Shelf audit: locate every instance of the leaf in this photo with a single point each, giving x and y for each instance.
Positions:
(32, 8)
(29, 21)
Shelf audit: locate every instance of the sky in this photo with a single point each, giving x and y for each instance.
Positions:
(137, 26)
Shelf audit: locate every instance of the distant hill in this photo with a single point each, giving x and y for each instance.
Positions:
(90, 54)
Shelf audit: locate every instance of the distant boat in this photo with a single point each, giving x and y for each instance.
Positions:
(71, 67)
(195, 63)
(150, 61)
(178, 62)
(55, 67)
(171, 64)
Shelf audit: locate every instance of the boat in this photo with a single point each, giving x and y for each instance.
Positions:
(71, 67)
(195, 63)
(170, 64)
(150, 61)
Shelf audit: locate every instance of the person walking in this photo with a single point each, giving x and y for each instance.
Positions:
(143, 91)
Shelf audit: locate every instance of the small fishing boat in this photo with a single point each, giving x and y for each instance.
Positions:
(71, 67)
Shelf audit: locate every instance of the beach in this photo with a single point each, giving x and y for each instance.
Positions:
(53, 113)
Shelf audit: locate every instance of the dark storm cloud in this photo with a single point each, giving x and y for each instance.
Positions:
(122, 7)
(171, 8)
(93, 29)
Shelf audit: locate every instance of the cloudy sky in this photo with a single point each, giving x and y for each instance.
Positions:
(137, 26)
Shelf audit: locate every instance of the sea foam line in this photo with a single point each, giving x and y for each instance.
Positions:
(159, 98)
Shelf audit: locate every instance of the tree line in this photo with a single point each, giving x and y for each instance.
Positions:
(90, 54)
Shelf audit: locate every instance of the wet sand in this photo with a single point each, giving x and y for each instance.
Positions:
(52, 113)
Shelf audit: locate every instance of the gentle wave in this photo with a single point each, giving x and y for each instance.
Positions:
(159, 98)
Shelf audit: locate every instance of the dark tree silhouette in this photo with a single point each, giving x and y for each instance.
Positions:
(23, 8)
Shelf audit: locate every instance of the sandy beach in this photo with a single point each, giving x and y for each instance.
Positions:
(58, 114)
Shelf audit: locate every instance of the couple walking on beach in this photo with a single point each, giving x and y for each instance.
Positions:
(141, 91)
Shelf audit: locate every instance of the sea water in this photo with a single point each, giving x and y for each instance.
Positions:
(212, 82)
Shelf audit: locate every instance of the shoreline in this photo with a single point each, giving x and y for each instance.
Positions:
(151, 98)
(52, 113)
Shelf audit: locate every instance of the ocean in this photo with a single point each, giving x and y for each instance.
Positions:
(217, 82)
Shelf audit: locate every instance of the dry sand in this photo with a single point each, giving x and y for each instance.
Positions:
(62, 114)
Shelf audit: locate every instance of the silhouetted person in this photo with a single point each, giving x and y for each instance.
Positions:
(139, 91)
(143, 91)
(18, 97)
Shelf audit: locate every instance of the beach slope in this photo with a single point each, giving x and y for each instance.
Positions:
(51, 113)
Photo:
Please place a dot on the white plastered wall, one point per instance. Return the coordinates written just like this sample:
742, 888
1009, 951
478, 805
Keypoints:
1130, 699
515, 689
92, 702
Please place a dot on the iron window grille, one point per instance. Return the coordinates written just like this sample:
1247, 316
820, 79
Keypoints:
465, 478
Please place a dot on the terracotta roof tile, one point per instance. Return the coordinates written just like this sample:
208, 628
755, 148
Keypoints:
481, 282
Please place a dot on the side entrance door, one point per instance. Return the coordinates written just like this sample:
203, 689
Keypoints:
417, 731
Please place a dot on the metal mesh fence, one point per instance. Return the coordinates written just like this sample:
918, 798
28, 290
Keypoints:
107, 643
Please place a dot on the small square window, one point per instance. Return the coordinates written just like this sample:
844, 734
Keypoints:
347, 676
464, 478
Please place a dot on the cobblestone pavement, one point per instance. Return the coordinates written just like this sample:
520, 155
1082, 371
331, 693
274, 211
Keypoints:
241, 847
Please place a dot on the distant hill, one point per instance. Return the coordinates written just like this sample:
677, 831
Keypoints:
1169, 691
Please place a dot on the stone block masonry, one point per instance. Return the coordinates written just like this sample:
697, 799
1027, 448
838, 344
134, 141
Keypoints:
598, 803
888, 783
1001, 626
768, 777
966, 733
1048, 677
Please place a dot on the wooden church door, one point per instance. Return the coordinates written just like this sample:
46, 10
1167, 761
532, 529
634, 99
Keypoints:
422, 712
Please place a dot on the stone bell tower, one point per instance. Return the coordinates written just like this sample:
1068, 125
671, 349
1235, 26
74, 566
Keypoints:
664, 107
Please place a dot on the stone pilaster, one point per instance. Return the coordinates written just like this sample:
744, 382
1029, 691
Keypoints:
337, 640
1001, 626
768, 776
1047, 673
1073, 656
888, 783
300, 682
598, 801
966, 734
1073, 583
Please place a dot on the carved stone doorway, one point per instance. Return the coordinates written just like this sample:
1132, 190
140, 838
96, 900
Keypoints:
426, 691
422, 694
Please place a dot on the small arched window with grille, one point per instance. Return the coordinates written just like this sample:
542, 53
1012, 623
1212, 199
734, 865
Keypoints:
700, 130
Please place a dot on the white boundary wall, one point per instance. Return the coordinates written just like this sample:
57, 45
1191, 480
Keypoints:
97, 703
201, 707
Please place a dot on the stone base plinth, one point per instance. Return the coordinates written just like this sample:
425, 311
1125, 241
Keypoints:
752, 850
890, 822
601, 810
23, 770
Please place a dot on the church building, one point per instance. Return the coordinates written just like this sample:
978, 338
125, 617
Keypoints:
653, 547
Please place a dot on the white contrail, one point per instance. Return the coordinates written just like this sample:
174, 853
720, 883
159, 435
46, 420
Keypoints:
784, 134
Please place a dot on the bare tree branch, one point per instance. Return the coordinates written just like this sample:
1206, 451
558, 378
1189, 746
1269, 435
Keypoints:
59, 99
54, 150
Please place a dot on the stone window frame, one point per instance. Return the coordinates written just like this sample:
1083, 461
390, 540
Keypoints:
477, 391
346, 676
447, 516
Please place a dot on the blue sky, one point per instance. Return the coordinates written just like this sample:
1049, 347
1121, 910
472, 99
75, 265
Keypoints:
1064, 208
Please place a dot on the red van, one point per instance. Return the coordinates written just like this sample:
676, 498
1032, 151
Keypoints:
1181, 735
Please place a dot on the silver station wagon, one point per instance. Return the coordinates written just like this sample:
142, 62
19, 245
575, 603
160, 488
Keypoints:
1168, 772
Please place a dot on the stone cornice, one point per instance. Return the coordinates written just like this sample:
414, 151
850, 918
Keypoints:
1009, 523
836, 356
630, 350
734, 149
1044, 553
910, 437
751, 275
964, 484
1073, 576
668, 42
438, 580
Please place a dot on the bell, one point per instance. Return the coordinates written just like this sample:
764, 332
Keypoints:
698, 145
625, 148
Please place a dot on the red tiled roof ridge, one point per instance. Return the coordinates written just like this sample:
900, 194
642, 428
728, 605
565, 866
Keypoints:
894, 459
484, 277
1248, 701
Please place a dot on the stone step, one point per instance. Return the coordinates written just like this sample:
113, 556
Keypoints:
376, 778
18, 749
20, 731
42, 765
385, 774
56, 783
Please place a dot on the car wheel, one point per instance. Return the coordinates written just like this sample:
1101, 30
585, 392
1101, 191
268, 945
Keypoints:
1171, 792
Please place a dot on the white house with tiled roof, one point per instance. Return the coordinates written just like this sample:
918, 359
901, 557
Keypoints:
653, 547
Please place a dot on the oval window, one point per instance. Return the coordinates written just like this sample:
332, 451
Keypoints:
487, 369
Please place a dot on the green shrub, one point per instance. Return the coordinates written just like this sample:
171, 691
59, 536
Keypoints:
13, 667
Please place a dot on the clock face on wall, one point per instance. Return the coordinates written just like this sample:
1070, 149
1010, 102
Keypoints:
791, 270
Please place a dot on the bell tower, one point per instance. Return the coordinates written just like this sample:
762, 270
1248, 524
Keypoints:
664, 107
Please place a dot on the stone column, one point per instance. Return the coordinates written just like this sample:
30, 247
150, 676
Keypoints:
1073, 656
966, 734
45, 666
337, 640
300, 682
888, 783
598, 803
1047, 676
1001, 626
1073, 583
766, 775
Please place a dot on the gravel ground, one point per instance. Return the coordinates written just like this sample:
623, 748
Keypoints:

########################################

* **Problem details**
Search the entries for the string "tiled" and copy each line where it occurs.

* **Exercise response**
Please place a dot on the red tiled roof ridge, one point per instance. Return the coordinates written just like this sample:
Please place a dot on the white house with tiled roof, one point per instance. Return the coordinates written just like this sample:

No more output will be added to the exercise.